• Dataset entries
******
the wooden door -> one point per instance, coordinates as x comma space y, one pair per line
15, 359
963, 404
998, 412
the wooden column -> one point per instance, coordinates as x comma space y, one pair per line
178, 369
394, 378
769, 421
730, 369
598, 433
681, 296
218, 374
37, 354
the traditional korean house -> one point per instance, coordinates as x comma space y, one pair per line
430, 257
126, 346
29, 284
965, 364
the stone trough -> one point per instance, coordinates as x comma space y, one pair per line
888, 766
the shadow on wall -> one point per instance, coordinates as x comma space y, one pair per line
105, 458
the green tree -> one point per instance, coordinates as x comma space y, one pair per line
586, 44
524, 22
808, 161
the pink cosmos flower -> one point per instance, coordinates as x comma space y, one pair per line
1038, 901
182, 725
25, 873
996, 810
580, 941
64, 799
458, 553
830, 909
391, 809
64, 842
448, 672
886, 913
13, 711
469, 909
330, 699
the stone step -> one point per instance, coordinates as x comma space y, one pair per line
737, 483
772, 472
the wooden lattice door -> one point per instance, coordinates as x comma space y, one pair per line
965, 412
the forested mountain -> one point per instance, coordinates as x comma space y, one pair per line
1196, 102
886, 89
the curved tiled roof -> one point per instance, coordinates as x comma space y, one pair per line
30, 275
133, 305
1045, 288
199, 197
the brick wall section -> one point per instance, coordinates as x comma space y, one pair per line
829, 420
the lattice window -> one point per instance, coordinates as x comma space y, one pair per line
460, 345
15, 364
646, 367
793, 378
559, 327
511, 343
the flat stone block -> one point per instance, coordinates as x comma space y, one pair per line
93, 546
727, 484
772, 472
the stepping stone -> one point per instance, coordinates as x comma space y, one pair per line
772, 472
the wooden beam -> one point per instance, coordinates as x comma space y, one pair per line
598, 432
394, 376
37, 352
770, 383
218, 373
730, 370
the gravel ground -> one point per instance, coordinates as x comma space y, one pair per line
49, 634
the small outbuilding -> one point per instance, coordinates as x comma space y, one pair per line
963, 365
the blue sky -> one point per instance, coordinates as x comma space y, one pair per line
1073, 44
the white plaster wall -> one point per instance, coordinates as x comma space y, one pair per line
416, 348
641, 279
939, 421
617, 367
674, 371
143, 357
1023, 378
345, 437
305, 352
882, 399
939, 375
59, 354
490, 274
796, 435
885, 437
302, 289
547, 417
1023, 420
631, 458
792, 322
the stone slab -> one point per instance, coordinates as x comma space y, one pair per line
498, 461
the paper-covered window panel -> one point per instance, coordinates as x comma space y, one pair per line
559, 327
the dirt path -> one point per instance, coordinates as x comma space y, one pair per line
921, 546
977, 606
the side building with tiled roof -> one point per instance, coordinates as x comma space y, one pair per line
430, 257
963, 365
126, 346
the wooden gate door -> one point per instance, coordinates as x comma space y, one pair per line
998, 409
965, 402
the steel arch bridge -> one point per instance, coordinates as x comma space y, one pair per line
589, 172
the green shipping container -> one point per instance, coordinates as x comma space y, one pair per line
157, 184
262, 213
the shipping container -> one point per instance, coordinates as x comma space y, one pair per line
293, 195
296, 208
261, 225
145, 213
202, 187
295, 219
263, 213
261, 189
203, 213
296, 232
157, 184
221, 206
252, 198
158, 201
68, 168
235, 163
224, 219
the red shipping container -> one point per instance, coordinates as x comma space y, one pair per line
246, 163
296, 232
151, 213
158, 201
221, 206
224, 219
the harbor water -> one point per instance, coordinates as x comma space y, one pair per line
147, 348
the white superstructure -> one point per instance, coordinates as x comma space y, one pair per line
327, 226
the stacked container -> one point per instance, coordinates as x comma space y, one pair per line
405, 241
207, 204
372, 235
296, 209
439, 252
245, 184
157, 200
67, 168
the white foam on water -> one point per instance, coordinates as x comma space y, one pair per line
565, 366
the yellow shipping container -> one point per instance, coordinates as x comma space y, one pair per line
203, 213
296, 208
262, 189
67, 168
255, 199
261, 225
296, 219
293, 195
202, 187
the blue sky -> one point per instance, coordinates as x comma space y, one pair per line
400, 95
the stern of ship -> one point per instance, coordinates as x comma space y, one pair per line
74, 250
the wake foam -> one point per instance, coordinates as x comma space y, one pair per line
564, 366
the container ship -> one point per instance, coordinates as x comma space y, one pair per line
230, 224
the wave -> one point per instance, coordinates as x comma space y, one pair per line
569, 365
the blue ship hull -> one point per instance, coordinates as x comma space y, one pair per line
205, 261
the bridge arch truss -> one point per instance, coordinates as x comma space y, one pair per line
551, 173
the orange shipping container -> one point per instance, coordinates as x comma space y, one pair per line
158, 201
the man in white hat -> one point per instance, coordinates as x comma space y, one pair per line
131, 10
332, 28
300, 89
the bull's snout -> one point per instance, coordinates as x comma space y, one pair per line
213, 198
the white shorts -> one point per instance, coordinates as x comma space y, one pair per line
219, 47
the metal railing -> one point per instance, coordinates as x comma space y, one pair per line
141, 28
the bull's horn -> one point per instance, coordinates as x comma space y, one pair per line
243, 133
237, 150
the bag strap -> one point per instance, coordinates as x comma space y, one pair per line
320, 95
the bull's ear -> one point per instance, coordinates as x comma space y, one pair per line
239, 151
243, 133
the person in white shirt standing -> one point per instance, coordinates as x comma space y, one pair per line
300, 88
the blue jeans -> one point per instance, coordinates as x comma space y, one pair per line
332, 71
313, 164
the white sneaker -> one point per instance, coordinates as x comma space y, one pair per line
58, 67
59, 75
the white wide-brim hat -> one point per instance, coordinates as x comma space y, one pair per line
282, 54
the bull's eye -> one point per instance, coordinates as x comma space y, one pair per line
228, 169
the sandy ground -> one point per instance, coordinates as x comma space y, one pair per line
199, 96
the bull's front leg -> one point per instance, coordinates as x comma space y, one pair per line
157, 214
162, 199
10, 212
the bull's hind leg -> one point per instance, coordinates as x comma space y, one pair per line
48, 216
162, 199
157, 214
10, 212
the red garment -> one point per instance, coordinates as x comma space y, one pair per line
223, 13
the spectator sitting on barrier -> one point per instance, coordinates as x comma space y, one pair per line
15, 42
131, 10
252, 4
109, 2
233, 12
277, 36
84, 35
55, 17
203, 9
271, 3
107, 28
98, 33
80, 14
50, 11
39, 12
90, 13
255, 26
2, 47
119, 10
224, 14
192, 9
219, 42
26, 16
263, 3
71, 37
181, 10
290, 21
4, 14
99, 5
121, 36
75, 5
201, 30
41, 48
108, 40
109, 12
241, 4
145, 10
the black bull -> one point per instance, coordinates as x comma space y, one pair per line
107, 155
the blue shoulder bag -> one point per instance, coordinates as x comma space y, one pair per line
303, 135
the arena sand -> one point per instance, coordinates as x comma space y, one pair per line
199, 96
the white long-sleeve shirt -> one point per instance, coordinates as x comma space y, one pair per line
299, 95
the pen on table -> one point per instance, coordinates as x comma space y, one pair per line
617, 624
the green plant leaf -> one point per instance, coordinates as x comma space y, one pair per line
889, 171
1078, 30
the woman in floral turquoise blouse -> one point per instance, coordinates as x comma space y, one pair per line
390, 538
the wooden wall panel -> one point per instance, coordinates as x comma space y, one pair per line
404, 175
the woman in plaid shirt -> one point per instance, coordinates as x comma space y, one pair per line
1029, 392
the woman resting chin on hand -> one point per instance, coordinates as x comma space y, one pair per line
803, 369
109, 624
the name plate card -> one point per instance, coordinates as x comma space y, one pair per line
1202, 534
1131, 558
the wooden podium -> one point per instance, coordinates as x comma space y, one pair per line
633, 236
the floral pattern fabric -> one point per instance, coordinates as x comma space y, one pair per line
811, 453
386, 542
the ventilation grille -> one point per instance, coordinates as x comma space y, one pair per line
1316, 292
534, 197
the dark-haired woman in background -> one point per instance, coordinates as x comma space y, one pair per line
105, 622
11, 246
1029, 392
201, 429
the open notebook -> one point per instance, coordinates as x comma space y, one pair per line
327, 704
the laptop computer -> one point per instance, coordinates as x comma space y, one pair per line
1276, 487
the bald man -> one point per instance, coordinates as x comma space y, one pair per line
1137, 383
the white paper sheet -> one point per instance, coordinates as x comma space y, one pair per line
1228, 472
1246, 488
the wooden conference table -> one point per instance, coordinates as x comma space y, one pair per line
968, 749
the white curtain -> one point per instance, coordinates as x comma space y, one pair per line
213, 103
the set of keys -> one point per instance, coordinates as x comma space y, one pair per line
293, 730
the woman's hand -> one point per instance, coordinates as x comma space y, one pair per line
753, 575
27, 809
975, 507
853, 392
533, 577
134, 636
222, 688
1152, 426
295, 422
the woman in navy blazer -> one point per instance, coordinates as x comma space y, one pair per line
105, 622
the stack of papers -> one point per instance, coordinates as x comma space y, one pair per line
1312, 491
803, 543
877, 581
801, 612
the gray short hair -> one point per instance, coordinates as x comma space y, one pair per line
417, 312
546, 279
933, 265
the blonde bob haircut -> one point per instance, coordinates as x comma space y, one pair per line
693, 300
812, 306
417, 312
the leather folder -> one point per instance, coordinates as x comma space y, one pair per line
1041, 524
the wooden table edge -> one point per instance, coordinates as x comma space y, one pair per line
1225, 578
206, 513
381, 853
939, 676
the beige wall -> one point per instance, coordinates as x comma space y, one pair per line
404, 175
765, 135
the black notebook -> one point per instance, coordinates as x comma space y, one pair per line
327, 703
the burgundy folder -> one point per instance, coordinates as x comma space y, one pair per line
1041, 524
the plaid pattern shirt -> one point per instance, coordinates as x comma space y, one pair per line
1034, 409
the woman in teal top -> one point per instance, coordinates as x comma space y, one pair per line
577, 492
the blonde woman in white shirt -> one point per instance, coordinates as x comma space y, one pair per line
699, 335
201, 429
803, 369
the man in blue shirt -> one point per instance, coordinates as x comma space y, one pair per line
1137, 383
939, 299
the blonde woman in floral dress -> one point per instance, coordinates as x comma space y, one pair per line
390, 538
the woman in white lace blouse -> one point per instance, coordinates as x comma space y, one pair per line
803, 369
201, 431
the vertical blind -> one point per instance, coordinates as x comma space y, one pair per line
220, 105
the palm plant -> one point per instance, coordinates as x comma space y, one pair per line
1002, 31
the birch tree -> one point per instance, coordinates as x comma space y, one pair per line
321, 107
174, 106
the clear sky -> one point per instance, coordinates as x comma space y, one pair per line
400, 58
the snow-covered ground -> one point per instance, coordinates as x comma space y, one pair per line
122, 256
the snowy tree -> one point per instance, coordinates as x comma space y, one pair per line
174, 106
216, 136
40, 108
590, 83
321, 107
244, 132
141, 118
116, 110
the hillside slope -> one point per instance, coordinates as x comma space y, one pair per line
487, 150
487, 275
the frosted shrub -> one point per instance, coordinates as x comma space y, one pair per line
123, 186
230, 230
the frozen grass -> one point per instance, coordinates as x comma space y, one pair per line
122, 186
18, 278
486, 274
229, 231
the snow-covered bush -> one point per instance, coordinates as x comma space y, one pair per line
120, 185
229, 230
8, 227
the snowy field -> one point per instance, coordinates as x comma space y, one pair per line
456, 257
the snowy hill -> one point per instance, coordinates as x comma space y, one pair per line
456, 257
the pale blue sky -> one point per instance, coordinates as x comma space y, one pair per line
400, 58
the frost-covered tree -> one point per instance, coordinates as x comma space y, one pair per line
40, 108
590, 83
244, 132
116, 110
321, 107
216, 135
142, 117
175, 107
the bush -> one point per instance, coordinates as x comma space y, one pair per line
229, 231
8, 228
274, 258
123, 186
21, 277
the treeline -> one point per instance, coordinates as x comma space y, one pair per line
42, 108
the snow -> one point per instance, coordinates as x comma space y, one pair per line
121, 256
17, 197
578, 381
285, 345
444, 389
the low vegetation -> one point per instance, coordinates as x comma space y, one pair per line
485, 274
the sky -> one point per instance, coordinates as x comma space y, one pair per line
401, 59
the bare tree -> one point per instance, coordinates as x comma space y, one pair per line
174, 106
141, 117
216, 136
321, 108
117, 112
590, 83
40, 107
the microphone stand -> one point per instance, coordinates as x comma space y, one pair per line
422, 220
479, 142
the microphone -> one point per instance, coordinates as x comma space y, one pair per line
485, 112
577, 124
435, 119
******
• Given task
Copy out the lines running from the one that contains "the sky -> one" through the last line of the items above, including both ends, keeping every character the same.

• Full output
the sky -> one point per instance, coordinates as x comma space y, one pair per line
401, 59
the bare tree -> one point per instance, coordinates as x comma space y, one pair per line
174, 106
141, 117
216, 136
321, 108
117, 112
590, 83
40, 107
the microphone stand -> one point per instance, coordinates as x comma space y, one pair per line
422, 220
479, 142
the microphone -> one point per instance, coordinates as x comma space y, one pair per line
485, 112
577, 124
435, 119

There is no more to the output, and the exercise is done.